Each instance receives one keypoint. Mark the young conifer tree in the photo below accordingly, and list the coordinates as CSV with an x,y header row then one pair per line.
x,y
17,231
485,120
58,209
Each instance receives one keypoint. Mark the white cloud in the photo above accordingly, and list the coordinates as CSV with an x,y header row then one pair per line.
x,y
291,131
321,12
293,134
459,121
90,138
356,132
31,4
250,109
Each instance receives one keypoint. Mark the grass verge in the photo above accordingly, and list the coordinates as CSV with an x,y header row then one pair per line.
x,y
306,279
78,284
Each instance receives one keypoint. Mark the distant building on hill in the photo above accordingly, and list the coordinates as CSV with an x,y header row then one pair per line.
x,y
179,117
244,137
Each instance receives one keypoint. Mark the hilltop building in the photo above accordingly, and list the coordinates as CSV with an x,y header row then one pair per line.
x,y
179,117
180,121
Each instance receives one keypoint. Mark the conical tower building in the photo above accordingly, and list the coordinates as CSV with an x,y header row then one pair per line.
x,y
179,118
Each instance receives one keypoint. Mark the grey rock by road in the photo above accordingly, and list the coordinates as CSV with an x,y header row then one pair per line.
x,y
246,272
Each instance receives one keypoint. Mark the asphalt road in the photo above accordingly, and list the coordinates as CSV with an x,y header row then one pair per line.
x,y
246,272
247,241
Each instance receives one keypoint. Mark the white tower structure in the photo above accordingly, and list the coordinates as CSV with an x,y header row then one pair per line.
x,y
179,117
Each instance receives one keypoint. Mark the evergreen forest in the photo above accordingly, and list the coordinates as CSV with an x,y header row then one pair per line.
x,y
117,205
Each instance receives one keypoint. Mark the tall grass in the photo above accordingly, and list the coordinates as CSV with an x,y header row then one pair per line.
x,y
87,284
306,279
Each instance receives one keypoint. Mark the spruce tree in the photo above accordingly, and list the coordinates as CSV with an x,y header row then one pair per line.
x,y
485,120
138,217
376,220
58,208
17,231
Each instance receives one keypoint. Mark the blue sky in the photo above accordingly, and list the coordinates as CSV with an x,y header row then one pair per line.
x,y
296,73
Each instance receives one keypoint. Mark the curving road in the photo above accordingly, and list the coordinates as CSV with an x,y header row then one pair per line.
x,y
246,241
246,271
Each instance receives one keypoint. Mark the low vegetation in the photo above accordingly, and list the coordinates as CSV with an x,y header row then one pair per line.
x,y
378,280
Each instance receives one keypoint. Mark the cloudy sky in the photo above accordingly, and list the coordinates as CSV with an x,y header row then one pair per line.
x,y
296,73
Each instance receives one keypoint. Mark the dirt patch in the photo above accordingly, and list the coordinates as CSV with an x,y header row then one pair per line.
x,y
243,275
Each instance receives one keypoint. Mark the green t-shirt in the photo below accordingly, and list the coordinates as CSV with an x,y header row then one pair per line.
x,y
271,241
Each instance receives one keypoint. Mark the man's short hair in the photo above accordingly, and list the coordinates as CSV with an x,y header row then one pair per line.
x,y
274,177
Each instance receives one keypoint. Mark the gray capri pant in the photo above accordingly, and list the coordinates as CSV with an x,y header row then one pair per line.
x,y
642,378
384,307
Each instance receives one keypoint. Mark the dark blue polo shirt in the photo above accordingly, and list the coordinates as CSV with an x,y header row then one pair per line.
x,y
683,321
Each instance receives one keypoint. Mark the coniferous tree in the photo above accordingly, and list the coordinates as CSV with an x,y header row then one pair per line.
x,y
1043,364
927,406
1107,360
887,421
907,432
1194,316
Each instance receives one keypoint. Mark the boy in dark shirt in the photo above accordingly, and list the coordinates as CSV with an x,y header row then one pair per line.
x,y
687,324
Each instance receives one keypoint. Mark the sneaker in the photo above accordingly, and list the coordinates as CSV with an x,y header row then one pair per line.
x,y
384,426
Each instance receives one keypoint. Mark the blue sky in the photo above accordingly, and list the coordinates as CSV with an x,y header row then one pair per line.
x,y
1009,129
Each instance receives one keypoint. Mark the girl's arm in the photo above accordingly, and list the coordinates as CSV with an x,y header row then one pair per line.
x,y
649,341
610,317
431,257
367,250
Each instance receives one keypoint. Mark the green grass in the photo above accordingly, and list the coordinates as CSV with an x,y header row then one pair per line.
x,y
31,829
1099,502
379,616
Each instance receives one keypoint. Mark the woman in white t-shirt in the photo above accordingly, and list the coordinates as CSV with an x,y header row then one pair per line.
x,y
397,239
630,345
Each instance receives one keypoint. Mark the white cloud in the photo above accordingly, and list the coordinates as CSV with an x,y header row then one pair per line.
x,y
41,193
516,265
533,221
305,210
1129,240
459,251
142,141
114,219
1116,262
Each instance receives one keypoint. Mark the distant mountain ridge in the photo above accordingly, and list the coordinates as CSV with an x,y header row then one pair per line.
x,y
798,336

#### YOUR INSTRUCTIONS:
Go through the listing and copy each line exactly.

#### THE COMPLETED TASK:
Each instance receives one keypoint. Mark the young conifer tree in the photo below accordingly, and list the coordinates as CSV with an x,y header row then one pair per line.
x,y
17,231
485,120
58,209
Each instance receives one keypoint. Mark the white cloud in the photo above accordingly, and list the coordinates as CSV with an x,y header row then one pair per line.
x,y
291,131
321,12
293,134
459,121
90,138
356,132
31,4
250,109
Each instance receives one keypoint. Mark the grass verge in the photo above accordingly, and list the coordinates as CSV with an x,y header row then one pair per line.
x,y
306,279
78,284
Each instance receives one keypoint. Mark the distant building on hill in the photo above accordingly, and list the coordinates as CSV with an x,y header row then one pair per line.
x,y
179,117
244,137
Each instance receives one keypoint. Mark the hilltop building in the photo above accordingly, and list the coordinates as CSV with an x,y header row then one pair per line.
x,y
179,117
180,121
Each instance receives one keypoint. Mark the conical tower building in the photo above accordingly, and list the coordinates as CSV with an x,y header row then one pair per line.
x,y
179,118
Each instance receives one keypoint. Mark the grey rock by road in the photo above accordingly, and list the coordinates as CSV with an x,y header row then one pair per line.
x,y
246,272
Each instance receives one keypoint. Mark the asphalt road in the photo above accordingly, and list the coordinates as CSV with an x,y header row then one pair per line.
x,y
246,272
247,241
Each instance receives one keypoint. Mark the white tower structure in the photo above accordingly, and list the coordinates as CSV with an x,y header row then one pair per line.
x,y
179,117
Each instance receives one keypoint. Mark the evergreen forest in the photo above accordingly, and list the coordinates as CSV with an x,y header row then one pair per line.
x,y
117,205
Each instance receives one keypoint. Mark the tall grass in the photo above accordingly, and list the coordinates as CSV with an x,y header row then one pair per line.
x,y
87,284
306,279
Each instance receives one keypoint. Mark the spruce tree in the photo above accordingly, and list the coordinates as CSV with an x,y header row then one pair per line.
x,y
485,120
138,217
376,220
58,208
17,231
Each instance receives one keypoint. Mark the blue sky in the photo above accordingly, and list the coordinates as CSV with an x,y header row then one pair per line.
x,y
296,73
Each instance receives one keypoint. Mark the curving road in the photo above accordingly, and list the coordinates as CSV with an x,y header row then one pair per line.
x,y
246,241
246,271
Each instance receives one keypoint. Mark the low vegetation in the photo above accordingly, and list the coordinates as CSV with an x,y header row then one pair per line.
x,y
378,280
Each instance receives one keypoint. Mark the cloudy sky in the photo above accordingly, and list the coordinates as CSV with an x,y header row then one pair per line.
x,y
296,73
Each instance receives one keypoint. Mark the dirt patch in the photo above accordingly, and list the coordinates as CSV with an x,y header row then one pair per line.
x,y
243,275
Each instance receives one keypoint. Mark the green t-shirt in the photo below accordingly, and list the coordinates as CSV with an x,y header row then one pair per line.
x,y
271,241
Each instance receives one keypoint. Mark the man's short hair in the photo above accordingly, and list the coordinates as CSV with an x,y header row then one pair per line.
x,y
274,177
Each instance receives one keypoint. Mark the gray capri pant in the photo above accordingly, and list the coordinates as CSV with an x,y header row then one pair per line.
x,y
642,378
384,307
Each instance receives one keypoint. Mark the dark blue polo shirt in the photo above accordingly, and list the coordinates as CSV with an x,y header row then one pair per line.
x,y
683,321
Each instance receives one keypoint. Mark the coniferous tree in the photo above accordingly, and list the coordinates as CSV with an x,y header row then one pair per line.
x,y
1043,364
927,406
1107,360
887,421
907,432
1194,316
Each instance receives one keypoint. Mark the boy in dark shirt in the photo above accordingly, and list the coordinates as CSV with an x,y header row then one pair per line.
x,y
687,324
Each instance receives one keypoint. Mark the sneaker in the photo above accordingly, and list the coordinates as CSV with an x,y header row then one pair per line.
x,y
384,426
Each instance receives one keypoint. Mark the blue sky in the photo above accordingly, and list the coordinates as CSV with an x,y header row then one pair per line.
x,y
1009,129
Each instance receives one keypoint. Mark the girl's arm in the photo above accordingly, and list the coordinates as CSV with an x,y header row then one pair per line.
x,y
649,341
610,317
431,257
367,250
Each instance receives one keypoint. Mark the green grass in the photo above accordingly, and list the coordinates as CSV with an x,y header row then one pair per line.
x,y
31,829
1099,502
379,616
Each instance receives one keypoint. Mark the woman in white t-shirt in the photo above accordingly, and list the coordinates as CSV with an x,y header row then one pair per line.
x,y
397,239
630,345
Each instance receives one keypoint. Mark the white cloud in the photo above accordingly, and list the coordinates as CSV with an x,y header row then one pair per line.
x,y
41,193
516,265
533,221
305,210
1129,240
459,251
142,141
114,219
1116,262
Each instance receives one keypoint. Mark the distant mountain ridge in the photo above accordingly, and list the coordinates as CSV with an x,y header row then one pair per line.
x,y
798,336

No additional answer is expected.